What the task asks » Transcribe the data from the line with "- **What to find**: baby's arm" up to and including the final line of the data, and leave the pictures out of your answer.

########################################

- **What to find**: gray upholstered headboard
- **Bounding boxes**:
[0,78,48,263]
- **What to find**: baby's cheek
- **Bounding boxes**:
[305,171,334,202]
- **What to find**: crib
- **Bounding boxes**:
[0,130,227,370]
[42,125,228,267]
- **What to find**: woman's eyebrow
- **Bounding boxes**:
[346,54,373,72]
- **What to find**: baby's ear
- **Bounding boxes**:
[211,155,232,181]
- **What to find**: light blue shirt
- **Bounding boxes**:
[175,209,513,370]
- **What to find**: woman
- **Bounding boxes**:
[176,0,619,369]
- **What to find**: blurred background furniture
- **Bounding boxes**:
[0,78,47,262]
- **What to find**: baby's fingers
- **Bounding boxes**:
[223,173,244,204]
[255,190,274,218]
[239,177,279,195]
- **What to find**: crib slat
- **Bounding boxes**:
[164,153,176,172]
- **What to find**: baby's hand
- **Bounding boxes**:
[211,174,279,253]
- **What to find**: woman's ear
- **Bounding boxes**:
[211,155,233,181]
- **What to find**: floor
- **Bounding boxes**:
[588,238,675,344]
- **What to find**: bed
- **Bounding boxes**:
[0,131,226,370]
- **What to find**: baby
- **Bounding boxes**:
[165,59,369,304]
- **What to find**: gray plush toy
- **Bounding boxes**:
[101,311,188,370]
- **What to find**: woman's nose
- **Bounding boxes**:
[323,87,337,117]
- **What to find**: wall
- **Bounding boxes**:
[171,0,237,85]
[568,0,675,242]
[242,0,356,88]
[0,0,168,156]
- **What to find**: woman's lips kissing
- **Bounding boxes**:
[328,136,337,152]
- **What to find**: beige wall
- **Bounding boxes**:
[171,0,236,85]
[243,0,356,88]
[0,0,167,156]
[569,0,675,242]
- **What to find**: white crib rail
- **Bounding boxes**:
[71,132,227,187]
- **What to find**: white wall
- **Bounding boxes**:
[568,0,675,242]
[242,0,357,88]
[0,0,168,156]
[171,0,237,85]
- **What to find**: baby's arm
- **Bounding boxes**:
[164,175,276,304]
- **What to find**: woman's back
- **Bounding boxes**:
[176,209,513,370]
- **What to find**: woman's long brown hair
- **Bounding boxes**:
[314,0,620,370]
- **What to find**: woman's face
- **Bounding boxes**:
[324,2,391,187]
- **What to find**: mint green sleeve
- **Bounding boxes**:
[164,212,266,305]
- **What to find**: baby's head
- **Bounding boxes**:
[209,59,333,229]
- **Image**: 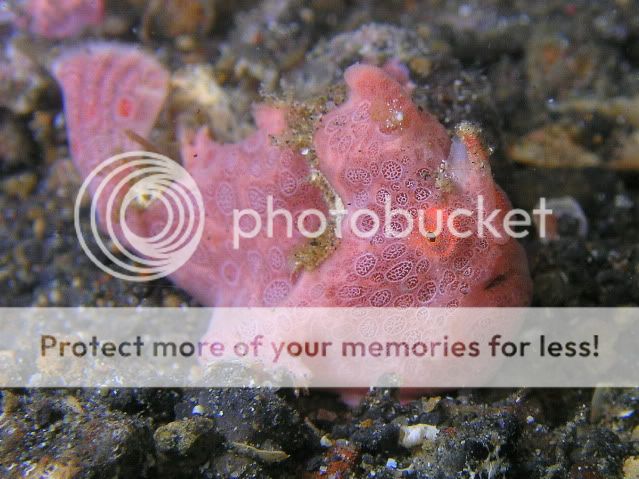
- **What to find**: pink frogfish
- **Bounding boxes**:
[53,44,532,307]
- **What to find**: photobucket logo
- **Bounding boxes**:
[74,151,204,282]
[233,195,553,249]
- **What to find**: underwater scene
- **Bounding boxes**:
[0,0,639,479]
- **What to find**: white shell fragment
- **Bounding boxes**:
[399,424,439,449]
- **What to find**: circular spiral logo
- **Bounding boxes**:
[74,151,204,282]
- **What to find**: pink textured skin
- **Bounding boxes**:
[18,0,104,39]
[287,65,531,307]
[173,106,326,306]
[54,46,531,307]
[52,43,169,240]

########################################

Worked answer »
- **What to find**: baby's arm
- **Bounding boxes**:
[164,175,276,304]
- **What to find**: woman's back
- **Bounding boxes**:
[176,209,513,370]
- **What to find**: woman's long brown hair
- **Bounding boxes**:
[314,0,620,370]
- **What to find**: woman's face
- **Bounding boxes**:
[324,2,391,187]
- **What to find**: mint green sleeve
- **Bounding boxes**:
[164,212,266,305]
- **What to find**: baby's head
- **Bounding boxes**:
[209,59,333,229]
- **Image**: 
- **What to find**: pink frogfish
- **Bounding boxes**:
[53,44,532,307]
- **What to find**: photobucket logo
- **Bounding boxes**:
[74,151,204,282]
[233,195,553,249]
- **What to find**: underwater scene
- **Bounding boxes**:
[0,0,639,479]
- **What to find**: white shell fragment
- **Bounding boxes**:
[399,424,439,449]
- **What to find**: circular spiral logo
- **Bounding boxes**:
[74,151,204,282]
- **What to find**: pink textured skin
- **Bounding boxes**:
[18,0,104,39]
[287,65,531,307]
[173,106,326,306]
[54,46,531,307]
[52,43,169,240]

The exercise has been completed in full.